Count the lines in the data below that contain the word "dark". State only the number.
--------------------------------
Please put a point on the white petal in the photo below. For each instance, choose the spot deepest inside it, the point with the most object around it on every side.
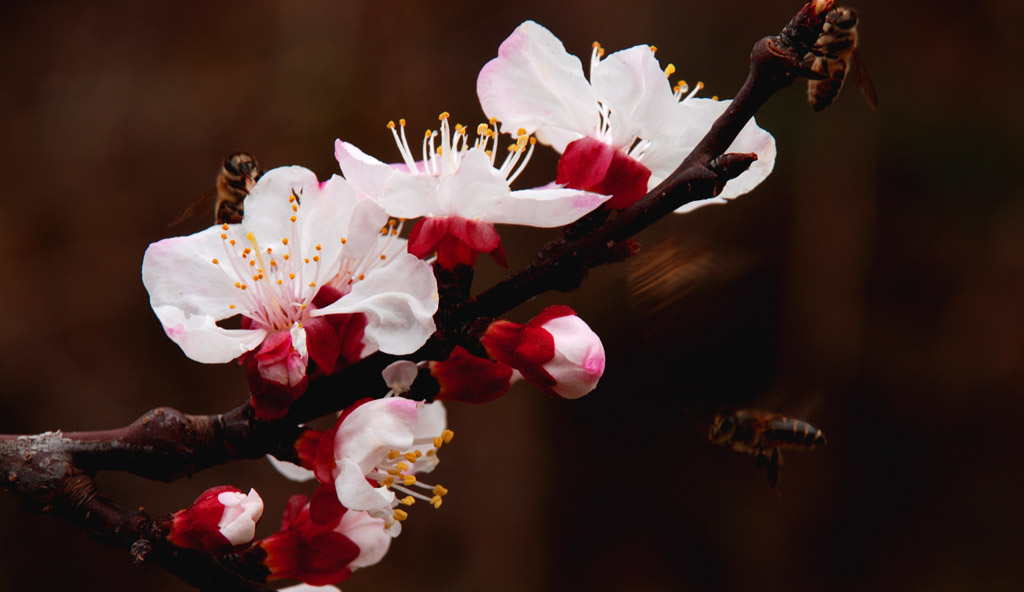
(399, 301)
(368, 533)
(545, 208)
(238, 523)
(634, 87)
(355, 494)
(202, 340)
(535, 84)
(474, 189)
(375, 427)
(367, 174)
(291, 471)
(399, 375)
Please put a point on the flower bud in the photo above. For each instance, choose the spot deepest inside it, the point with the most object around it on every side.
(220, 518)
(556, 351)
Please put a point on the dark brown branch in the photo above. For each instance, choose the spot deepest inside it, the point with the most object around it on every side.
(52, 472)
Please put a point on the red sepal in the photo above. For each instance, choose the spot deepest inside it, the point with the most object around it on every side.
(594, 166)
(471, 379)
(306, 551)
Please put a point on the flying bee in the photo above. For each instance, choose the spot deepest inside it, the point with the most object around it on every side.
(834, 56)
(238, 175)
(764, 433)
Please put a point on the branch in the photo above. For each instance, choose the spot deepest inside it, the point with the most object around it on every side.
(52, 472)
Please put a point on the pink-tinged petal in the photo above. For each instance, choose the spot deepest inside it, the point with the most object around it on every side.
(368, 533)
(368, 433)
(202, 340)
(398, 376)
(399, 301)
(242, 512)
(634, 87)
(268, 211)
(535, 84)
(355, 494)
(291, 471)
(579, 361)
(367, 174)
(474, 189)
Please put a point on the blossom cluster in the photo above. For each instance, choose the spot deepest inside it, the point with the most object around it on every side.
(317, 276)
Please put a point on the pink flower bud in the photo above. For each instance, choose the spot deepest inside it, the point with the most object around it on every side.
(220, 518)
(556, 351)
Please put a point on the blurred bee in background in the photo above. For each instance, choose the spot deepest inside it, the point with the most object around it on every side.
(834, 56)
(764, 433)
(238, 175)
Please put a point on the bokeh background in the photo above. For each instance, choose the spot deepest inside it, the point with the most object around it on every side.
(872, 285)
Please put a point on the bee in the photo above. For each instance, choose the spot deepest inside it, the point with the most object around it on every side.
(763, 433)
(238, 175)
(834, 56)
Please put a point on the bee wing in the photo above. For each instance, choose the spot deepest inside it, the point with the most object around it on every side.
(196, 207)
(863, 80)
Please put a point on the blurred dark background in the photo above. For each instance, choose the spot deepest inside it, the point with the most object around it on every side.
(872, 285)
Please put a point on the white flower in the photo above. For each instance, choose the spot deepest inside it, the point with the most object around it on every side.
(628, 107)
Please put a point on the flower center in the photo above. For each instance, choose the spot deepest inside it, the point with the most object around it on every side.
(395, 472)
(275, 284)
(442, 151)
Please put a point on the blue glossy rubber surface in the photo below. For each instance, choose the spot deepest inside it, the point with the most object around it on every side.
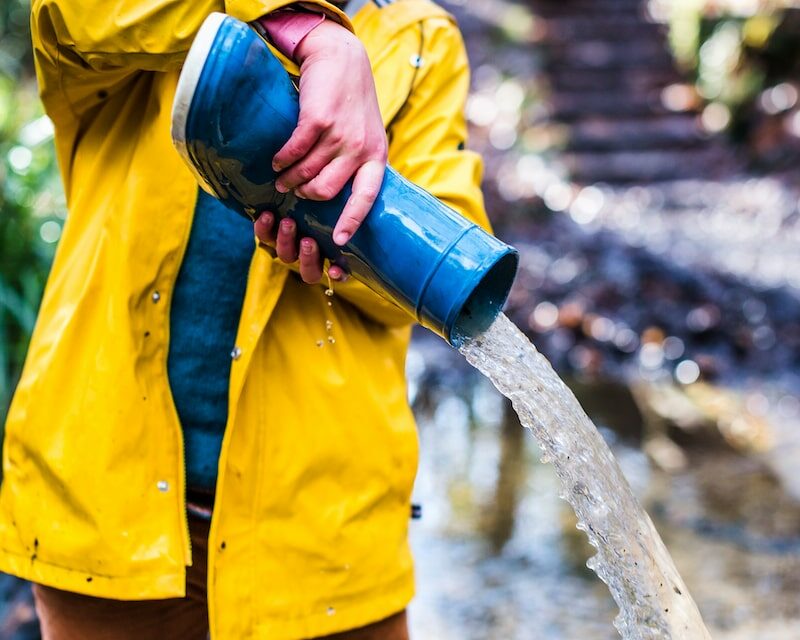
--------------------------------
**Solution to this problem**: 2